-- ENTRIES SUPPLIED start --

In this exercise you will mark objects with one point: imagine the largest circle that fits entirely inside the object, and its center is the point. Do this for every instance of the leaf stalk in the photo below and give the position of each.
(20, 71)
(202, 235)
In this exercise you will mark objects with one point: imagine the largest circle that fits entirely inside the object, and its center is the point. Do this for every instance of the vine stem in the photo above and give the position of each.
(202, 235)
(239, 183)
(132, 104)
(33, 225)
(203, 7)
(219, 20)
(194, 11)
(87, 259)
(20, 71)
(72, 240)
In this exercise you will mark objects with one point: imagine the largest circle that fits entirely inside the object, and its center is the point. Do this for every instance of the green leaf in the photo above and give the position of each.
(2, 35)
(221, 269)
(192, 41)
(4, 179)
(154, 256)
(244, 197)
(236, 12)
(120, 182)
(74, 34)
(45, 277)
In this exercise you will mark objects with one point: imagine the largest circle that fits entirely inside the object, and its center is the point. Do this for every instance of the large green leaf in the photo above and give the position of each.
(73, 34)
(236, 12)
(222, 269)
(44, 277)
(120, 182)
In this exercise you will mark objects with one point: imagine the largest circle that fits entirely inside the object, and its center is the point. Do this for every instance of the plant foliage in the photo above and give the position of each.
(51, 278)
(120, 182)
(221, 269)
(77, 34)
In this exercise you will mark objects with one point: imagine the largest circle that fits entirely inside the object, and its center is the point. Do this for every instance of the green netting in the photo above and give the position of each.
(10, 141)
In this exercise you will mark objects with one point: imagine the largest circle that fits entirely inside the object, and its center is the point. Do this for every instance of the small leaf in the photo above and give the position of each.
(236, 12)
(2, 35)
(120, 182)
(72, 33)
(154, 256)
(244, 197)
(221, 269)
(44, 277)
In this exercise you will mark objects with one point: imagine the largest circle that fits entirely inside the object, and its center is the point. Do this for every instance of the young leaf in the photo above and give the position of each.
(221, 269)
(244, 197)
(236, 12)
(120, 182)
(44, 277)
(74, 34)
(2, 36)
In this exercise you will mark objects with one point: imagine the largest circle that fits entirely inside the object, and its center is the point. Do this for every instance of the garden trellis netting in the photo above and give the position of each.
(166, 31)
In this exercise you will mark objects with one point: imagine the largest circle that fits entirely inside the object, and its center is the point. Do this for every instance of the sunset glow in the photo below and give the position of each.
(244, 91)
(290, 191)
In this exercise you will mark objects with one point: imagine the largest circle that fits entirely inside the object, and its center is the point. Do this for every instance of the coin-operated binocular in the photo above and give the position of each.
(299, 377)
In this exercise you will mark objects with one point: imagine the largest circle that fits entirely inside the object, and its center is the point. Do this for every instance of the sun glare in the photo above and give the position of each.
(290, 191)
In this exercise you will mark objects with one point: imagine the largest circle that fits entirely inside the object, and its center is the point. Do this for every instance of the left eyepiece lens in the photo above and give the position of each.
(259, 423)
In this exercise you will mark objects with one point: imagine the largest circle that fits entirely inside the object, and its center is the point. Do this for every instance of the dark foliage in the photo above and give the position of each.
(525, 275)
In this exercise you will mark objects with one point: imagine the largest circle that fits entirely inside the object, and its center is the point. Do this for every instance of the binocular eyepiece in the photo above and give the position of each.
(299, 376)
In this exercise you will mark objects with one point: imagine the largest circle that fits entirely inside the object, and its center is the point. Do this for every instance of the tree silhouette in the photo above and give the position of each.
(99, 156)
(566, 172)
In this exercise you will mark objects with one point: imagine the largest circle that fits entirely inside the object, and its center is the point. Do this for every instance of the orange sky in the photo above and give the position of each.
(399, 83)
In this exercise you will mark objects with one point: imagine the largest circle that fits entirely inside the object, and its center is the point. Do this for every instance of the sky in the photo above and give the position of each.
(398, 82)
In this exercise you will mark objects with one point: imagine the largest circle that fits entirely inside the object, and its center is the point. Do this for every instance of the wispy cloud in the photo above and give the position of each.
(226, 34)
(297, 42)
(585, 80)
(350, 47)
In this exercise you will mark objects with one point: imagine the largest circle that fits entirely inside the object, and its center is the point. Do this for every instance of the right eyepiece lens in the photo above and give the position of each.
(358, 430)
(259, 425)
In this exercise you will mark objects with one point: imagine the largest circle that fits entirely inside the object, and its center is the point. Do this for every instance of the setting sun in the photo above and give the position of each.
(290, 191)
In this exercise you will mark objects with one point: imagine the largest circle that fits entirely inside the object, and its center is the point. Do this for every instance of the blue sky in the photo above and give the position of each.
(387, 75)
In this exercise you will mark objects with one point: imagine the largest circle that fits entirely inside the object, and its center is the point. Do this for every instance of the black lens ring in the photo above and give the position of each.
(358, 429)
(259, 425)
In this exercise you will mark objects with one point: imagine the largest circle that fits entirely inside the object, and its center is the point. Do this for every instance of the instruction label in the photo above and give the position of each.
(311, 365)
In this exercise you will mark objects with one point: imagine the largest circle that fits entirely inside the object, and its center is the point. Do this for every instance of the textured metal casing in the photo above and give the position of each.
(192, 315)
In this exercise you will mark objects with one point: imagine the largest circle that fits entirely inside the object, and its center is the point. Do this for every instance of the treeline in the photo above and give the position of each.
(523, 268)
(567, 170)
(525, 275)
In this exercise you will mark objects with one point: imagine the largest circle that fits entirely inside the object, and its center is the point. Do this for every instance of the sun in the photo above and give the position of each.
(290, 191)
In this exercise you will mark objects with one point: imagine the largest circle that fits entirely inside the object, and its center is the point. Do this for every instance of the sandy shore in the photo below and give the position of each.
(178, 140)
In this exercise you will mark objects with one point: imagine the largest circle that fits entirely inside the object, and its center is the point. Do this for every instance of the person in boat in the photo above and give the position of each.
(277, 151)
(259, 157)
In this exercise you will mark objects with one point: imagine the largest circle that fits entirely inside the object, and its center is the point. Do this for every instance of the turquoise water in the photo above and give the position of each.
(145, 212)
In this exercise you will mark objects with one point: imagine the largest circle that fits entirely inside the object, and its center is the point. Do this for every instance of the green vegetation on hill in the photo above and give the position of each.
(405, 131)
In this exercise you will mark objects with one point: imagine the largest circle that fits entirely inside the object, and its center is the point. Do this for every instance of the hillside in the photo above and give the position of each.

-- ENTRIES SUPPLIED end --

The listing above should be transcribed in full, exactly as written.

In this exercise you will mark objects with one point: imagine the largest circle that fits entirely inside the object, and its center is the point. Do this for every instance of the leaf stalk in the photo below and give the position of each.
(20, 71)
(202, 235)
In this exercise you will mark objects with one point: imagine the largest circle that fits entirely inside the object, and its center is the point. Do this for every instance of the vine stem in the photo above and give the position of each.
(202, 235)
(239, 183)
(132, 104)
(33, 225)
(203, 7)
(219, 20)
(194, 11)
(87, 259)
(20, 71)
(72, 240)
In this exercise you will mark objects with one point: imagine the largest circle that fits entirely inside the object, and its center is the point. Do this for every instance of the green leaf in the photo above and give the position of each.
(2, 35)
(221, 269)
(192, 41)
(4, 179)
(154, 256)
(244, 197)
(236, 12)
(120, 182)
(74, 34)
(45, 277)
In this exercise you will mark objects with one point: imagine the largest circle that fits entirely inside the object, and its center is the point. Do this for every instance of the large green leaf in the photo above and give the position of each.
(73, 34)
(236, 12)
(222, 269)
(44, 277)
(120, 182)
In this exercise you will mark objects with one point: imagine the largest circle that fits entirely inside the object, and its center is the point. Do this for every instance of the plant foliage in the photo above and give the position of each.
(51, 278)
(120, 182)
(221, 269)
(77, 34)
In this exercise you will mark objects with one point: imagine the largest circle that fits entirely inside the object, and its center is the point. Do this for every instance of the green netting in the photo above and give the position of each.
(10, 141)
In this exercise you will mark objects with one point: imagine the largest circle that fits entirely inside the object, and its center is the point. Do this for every instance of the small leaf in the photo above and give the position of each.
(236, 12)
(2, 35)
(120, 182)
(72, 33)
(154, 256)
(244, 197)
(221, 269)
(44, 277)
In this exercise you will mark objects with one point: imagine the largest circle that fits entirely inside the object, and its center is the point. Do this for every instance of the young leaf in the photo above and give the position of each.
(221, 269)
(244, 197)
(236, 12)
(120, 182)
(44, 277)
(74, 34)
(2, 36)
In this exercise you will mark objects with one point: imagine the largest circle that fits entirely inside the object, and its center is the point. Do this for every instance of the garden trellis netting in the photo above and give the position of each.
(166, 31)
In this exercise you will mark objects with one point: imagine the largest circle that fits entirely inside the object, and its center is the point. Do this for every instance of the sunset glow in the photo below and give the position of each.
(244, 91)
(290, 191)
In this exercise you will mark objects with one point: imagine the largest circle that fits entirely inside the object, and its center is the point. Do this for every instance of the coin-operated binocular in the photo above and give the position of each.
(299, 377)
In this exercise you will mark objects with one point: imagine the largest circle that fits entirely inside the object, and its center is the point. Do this for every instance of the sun glare in the photo above and give the position of each.
(290, 191)
In this exercise you will mark objects with one point: imagine the largest circle that fits entirely inside the object, and its center is the point. Do this for every instance of the left eyepiece lens in the photo above and give the position of each.
(259, 423)
In this exercise you will mark objects with one point: imagine the largest circle that fits entirely inside the object, and its center is the point. Do this for every instance of the dark foliage in the photo above and give the position of each.
(525, 275)
In this exercise you will mark objects with one point: imagine the largest circle that fits entirely inside the object, and its center is the point. Do this for every instance of the binocular eyepiece in the photo above and give the position of each.
(299, 376)
In this exercise you will mark objects with one point: imagine the largest circle that fits entirely inside the object, and its center is the point. Do this for every instance of the tree silhouette in the photo above and give the position of each.
(99, 156)
(566, 172)
In this exercise you will mark objects with one point: imagine the largest circle that fits entirely inside the object, and its center is the point. Do this for every instance of the orange sky in the photo above and give the position of each.
(399, 83)
In this exercise you will mark objects with one point: imagine the largest circle that fits entirely inside the object, and its center is the point. Do this for every instance of the sky in the photo above and give the position of each.
(398, 82)
In this exercise you will mark objects with one point: imagine the largest circle that fits entirely inside the object, and its center is the point. Do this for every instance of the wispy cloud in the photo above and give the position of each.
(226, 34)
(297, 42)
(585, 80)
(350, 47)
In this exercise you will mark objects with one point: imagine the largest circle that fits entirely inside the object, and its center is the point. Do this for every instance of the right eyepiece lens in the photo above and give the position of each.
(358, 430)
(259, 425)
In this exercise you will mark objects with one point: imagine the largest circle that fits entirely inside the object, and its center is the point. Do this for every instance of the setting sun in the photo above and give the position of each.
(290, 191)
In this exercise you will mark objects with one point: imagine the largest circle that fits entirely inside the object, and its center is the point. Do this for every instance of the blue sky in the photo above and give the position of each.
(387, 75)
In this exercise you will mark objects with one point: imagine the largest circle that fits entirely inside the object, and its center is the point. Do this for every instance of the black lens ring in the photo above and give the position of each.
(358, 429)
(259, 425)
In this exercise you will mark objects with one point: imagine the largest circle that fits entirely inside the object, and its center is the point. Do this for every instance of the instruction label in the photo above and give the position of each.
(311, 365)
In this exercise you will mark objects with one point: imagine the largest circle that fits entirely inside the object, and its center is the point. Do this for every instance of the textured metal casing in the photo above and give the position of each.
(192, 315)
In this exercise you will mark objects with one point: imagine the largest circle that fits entirely inside the object, and its center is the point. Do this for every instance of the treeline in the photo above and give the position of each.
(523, 268)
(567, 170)
(525, 275)
In this exercise you will mark objects with one point: imagine the largest circle that fits entirely inside the object, and its center is the point. Do this for every instance of the sun in the photo above and give the position of each.
(290, 191)
In this exercise you will mark objects with one point: imagine the largest circle that fits entirely inside the object, and its center is the point. Do this for every instance of the sandy shore in the photo below and give the position of each.
(178, 140)
In this exercise you will mark objects with one point: imagine the largest circle that fits entirely inside the object, and its center is the point. Do this for every instance of the person in boat in the photo above and give the position of each.
(277, 151)
(259, 157)
In this exercise you will mark objects with one point: imagine the largest circle that fits entirely inside the object, and its center is the point. Do this for every instance of the turquoise water in the photo above and give the position of each.
(145, 212)
In this exercise you will mark objects with one point: imagine the largest circle that fits entirely inside the object, and its center is the point. Do this for every instance of the green vegetation on hill in the photo above and give the position of each.
(405, 131)
In this exercise you will mark objects with one point: imagine the largest circle that fits entirely inside the object, and its center is the point. Do this for every instance of the hillside in the photo above and give the position of each.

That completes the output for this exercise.